[[ Provided text, beginning ]]
August 27, 2003

Army Center to Study New Uses of Biotechnology

By ANDREW POLLACK

LOS ANGELES, Aug. 26 — Seeking to harness biotechnology in new ways, the United States Army is establishing a research institute at three universities to apply biology to the development of sensors, computers and materials.

The new center, the Institute for Collaborative Biotechnologies, will have its headquarters at the University of California at Santa Barbara, with some of the work also to be done at the California Institute of Technology and the Massachusetts Institute of Technology. The initial grant is for up to $50 million over five years, the Army and the universities said.

The Army has long been involved in medical research involving biotechnology, including defense against biological warfare agents. But it wants to broaden the use of biotechnology to nonmedical areas. Such technology might include better materials for uniforms or armor, faster and lighter computers and batteries and more elaborate sensors. It could also help in the Pentagon's plan to make the Army more agile and able to deploy more rapidly to fight terrorism and wars.

"We feel that this coming century the big technologies will be biotechnology, that biotechnology has the potential to transform how we conduct our business probably as much as I.T. did in the past century," said James J. Valdes, a scientific adviser for biotechnology at the Army, referring to information technology.
[[ Provided text, end ]]
[[ Excerpted records, beginning ]]
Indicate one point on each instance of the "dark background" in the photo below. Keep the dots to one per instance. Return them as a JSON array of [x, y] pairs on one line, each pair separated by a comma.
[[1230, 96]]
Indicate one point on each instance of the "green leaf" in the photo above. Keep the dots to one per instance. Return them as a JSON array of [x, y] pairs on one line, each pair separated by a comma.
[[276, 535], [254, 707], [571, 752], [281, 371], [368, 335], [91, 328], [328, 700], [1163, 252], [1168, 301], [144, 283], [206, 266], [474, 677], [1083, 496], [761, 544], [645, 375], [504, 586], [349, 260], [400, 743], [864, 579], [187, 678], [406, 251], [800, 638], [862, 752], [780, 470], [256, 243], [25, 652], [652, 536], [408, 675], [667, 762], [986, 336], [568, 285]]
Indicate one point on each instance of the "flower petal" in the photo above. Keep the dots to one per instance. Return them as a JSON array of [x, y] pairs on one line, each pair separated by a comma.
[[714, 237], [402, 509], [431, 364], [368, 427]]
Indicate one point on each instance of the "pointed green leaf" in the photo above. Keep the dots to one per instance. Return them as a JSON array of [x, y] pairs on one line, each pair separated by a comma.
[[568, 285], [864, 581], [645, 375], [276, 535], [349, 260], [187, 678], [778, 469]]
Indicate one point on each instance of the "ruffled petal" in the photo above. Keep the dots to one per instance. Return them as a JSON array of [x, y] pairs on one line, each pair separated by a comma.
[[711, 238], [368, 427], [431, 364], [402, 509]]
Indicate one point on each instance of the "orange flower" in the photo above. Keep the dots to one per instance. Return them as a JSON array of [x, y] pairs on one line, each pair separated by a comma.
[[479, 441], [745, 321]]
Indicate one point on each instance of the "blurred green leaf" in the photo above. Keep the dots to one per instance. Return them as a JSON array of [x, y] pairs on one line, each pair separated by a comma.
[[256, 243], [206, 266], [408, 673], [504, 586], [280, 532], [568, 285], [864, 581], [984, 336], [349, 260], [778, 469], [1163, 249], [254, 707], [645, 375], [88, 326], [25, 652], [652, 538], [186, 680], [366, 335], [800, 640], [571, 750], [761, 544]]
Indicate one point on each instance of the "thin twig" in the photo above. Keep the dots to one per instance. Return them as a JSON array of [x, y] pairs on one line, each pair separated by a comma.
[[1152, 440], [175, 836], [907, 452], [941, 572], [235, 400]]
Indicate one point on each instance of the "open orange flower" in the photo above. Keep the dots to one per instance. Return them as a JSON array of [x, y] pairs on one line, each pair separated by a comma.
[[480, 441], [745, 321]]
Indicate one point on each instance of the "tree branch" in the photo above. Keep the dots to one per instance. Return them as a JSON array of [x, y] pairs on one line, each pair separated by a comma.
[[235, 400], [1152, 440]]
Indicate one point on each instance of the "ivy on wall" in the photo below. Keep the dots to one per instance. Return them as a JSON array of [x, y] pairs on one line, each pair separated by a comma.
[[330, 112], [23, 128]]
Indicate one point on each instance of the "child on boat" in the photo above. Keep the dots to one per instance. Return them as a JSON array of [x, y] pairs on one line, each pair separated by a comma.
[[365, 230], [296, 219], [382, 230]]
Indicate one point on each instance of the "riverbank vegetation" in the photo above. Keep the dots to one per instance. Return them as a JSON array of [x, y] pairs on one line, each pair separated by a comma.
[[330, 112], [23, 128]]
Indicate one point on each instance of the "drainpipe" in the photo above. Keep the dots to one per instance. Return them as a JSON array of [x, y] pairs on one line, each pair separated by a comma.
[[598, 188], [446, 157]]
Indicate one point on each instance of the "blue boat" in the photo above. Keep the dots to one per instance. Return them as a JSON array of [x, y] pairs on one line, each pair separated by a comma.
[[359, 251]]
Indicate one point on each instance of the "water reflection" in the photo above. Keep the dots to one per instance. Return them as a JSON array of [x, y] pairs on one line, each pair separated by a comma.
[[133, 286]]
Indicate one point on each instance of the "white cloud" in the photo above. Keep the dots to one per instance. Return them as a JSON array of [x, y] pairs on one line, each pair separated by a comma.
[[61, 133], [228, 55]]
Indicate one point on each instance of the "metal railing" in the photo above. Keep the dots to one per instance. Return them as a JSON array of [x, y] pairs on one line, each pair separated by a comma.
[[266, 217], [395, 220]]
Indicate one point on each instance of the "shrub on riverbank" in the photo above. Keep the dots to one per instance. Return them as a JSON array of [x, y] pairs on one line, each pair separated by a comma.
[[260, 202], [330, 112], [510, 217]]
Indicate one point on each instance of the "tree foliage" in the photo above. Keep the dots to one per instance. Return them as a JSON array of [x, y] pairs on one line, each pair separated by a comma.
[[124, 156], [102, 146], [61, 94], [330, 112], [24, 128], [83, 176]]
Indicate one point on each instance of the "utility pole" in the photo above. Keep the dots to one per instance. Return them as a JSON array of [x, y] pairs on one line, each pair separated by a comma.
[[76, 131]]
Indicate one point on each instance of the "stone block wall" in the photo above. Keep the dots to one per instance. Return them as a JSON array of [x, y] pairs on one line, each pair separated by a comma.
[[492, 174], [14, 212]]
[[ Excerpted records, end ]]
> [Task A]:
In the Army biotechnology article, which university will house the new institute's headquarters?
> [Task B]:
Pick up the article on the Army's biotechnology institute after its last sentence and keep writing it.

> [Final answer A]:
The University of California at Santa Barbara.

> [Final answer B]:
The new institute will do unclassified research intended mainly to apply biotechnology to the development of materials and information processing.

"We use biotech as a tool for discovery," said Daniel Morse, director of the new institute and a professor of molecular genetics and biochemistry at Santa Barbara.

Computer chips, for instance, are made by etching away silicon to form tiny structures. But it might be possible to make even smaller and speedier chips by building structures molecule by molecule from the ground up, as living creatures do. Such smaller and speedier chips might be useful in munitions that could tell friend from foe or sensors that could be embedded in a soldier's uniform.

Dr. Morse has found that marine sponges can assemble structures of silica, a compound of silicon and oxygen, using an enzyme. He and colleagues have made a similar enzyme synthetically and hope to apply it to make semiconductor materials. Scientists at M.I.T., led by Angela M. Belcher, have evolved viruses that can make and organize minuscule wires and magnetic components.